What you are asked to do — Every line of the entries below that includes "skin" belongs in the answer, copied as written.

Available records —
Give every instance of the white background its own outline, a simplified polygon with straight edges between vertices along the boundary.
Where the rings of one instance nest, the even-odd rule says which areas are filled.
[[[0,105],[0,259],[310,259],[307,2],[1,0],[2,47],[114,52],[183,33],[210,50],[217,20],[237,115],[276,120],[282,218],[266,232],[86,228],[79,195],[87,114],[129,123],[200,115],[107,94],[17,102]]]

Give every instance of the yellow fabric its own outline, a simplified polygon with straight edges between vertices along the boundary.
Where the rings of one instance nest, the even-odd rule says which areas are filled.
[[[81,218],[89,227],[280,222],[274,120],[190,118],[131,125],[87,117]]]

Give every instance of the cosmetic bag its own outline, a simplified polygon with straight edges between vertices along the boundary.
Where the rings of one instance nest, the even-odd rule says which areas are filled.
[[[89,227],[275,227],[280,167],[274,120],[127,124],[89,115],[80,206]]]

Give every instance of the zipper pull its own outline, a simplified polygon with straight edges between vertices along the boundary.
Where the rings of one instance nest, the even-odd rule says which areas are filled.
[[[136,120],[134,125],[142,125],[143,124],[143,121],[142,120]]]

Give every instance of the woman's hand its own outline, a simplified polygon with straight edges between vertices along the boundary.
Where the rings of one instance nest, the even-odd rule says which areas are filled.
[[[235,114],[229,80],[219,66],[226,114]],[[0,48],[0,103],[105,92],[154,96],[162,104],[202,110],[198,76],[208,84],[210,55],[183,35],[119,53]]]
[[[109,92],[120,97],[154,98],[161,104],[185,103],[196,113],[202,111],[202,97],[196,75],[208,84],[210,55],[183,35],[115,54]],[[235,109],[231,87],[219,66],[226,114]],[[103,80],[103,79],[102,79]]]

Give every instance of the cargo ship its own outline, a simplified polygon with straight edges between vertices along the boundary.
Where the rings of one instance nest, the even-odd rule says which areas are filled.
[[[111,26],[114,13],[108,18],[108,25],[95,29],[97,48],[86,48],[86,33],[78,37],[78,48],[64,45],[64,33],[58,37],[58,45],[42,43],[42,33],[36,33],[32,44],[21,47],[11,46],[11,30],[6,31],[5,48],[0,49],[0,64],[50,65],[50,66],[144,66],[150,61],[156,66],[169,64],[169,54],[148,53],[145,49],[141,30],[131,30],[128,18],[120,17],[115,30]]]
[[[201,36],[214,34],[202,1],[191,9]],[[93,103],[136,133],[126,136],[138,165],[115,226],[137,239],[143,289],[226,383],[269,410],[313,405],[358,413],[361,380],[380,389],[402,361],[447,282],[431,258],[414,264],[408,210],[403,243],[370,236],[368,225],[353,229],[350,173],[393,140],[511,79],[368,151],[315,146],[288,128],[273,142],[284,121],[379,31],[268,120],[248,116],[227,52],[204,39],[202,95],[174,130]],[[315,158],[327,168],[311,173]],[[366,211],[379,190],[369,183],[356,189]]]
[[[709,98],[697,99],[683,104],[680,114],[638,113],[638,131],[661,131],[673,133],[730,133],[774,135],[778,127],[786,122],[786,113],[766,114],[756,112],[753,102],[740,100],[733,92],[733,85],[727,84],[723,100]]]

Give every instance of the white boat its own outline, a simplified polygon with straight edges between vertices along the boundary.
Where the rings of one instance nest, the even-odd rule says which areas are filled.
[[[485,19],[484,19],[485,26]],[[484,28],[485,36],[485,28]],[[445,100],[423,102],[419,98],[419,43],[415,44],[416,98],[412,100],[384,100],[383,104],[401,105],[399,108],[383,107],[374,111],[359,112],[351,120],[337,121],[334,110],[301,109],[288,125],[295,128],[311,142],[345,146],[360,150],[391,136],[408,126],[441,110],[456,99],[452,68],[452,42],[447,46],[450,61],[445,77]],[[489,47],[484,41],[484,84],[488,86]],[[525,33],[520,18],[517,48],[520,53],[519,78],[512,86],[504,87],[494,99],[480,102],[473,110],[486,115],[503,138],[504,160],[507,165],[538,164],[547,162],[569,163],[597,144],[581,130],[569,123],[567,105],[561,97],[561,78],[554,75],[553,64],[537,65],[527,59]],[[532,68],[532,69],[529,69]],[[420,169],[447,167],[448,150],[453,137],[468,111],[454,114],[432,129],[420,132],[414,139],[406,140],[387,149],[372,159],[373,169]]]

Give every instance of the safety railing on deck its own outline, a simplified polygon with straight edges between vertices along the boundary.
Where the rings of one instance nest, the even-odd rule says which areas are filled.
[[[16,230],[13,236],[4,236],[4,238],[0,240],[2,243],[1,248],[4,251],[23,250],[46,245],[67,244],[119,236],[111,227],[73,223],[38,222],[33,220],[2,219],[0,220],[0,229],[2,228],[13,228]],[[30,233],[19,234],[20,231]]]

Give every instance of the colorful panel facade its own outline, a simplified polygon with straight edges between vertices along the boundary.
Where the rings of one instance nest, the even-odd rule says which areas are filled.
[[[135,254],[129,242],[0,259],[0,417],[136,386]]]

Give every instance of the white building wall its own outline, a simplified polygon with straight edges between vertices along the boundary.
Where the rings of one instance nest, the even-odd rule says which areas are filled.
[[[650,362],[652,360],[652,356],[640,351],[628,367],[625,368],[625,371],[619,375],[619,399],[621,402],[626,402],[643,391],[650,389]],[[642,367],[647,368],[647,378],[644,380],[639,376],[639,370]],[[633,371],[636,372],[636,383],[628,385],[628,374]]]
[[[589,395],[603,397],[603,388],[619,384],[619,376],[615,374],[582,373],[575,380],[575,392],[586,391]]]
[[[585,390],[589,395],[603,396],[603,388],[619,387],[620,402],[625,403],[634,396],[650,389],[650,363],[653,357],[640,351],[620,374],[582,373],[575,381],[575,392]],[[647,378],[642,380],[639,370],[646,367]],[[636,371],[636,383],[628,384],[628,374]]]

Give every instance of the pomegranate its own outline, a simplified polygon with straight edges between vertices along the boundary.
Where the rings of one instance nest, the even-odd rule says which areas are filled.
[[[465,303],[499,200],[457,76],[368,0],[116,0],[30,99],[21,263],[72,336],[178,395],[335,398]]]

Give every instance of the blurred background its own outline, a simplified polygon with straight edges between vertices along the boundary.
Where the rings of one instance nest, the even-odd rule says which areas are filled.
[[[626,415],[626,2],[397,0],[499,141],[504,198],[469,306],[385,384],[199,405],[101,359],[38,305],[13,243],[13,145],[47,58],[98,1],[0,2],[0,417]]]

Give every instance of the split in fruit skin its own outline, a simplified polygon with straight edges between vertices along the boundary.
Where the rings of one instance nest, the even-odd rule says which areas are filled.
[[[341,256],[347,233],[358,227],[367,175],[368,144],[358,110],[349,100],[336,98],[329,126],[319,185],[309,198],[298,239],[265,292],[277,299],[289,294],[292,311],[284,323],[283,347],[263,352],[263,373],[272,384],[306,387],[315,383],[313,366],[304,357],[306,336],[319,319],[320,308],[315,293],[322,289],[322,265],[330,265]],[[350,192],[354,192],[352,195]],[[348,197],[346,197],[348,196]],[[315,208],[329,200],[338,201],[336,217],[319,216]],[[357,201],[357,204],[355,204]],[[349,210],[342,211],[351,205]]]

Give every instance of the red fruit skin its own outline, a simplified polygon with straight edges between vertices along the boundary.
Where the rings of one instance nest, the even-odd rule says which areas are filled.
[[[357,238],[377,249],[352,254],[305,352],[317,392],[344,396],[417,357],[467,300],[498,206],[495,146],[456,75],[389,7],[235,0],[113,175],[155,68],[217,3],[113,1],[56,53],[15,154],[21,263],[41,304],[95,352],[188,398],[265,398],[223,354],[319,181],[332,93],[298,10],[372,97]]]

Exercise response —
Give every instance of the split in fruit skin its own outline, a simplified polygon with straight edges between vertices along the boundary.
Give every instance of the red fruit skin its own outline, a simplified polygon with straight edges between vertices along the boundary.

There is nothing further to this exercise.